======== Material shown ========
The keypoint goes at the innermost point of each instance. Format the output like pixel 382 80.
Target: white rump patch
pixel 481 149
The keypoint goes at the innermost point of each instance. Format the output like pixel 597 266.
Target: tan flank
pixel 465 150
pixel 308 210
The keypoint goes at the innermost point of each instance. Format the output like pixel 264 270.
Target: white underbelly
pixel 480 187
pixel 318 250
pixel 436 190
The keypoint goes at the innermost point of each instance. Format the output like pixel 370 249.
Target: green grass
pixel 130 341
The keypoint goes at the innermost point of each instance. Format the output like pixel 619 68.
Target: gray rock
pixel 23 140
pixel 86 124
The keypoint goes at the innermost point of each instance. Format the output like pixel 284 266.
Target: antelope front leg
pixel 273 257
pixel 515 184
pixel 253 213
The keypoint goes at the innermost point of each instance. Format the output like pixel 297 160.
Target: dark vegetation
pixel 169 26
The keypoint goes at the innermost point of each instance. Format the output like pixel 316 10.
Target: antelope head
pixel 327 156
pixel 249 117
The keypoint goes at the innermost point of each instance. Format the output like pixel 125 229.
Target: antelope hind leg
========
======== Material shown ========
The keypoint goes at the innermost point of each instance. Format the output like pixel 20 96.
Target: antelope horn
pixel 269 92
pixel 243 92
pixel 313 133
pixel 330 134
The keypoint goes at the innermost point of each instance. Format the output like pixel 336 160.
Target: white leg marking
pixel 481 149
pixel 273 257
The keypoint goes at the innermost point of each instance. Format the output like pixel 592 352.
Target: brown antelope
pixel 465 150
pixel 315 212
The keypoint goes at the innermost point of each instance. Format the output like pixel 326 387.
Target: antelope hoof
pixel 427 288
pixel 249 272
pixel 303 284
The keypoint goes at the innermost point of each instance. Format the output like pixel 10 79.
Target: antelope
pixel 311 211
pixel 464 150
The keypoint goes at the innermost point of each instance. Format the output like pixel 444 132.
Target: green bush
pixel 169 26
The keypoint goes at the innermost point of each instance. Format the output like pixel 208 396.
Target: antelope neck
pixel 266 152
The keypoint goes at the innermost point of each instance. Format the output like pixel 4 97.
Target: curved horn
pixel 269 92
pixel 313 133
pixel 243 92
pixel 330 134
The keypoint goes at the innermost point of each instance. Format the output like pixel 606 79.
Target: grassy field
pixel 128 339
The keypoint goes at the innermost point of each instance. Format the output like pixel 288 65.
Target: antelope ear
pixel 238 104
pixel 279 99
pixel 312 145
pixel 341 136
========
(Aim): Rewrite as a numbered list the lines from the one containing "pixel 4 97." through the one containing "pixel 341 136", both included, and omit any blank lines.

(Answer):
1. The keypoint goes at the innermost point of each instance. Format the output like pixel 4 97.
2. Target: curved horn
3. pixel 269 92
4. pixel 313 133
5. pixel 243 92
6. pixel 330 134
7. The keypoint goes at the innermost point of each instance. Format the output like pixel 606 79.
8. Target: grassy field
9. pixel 128 339
10. The keypoint goes at the innermost point of each instance. Format the output like pixel 288 65.
11. Target: antelope ear
12. pixel 238 104
13. pixel 279 99
14. pixel 312 145
15. pixel 341 136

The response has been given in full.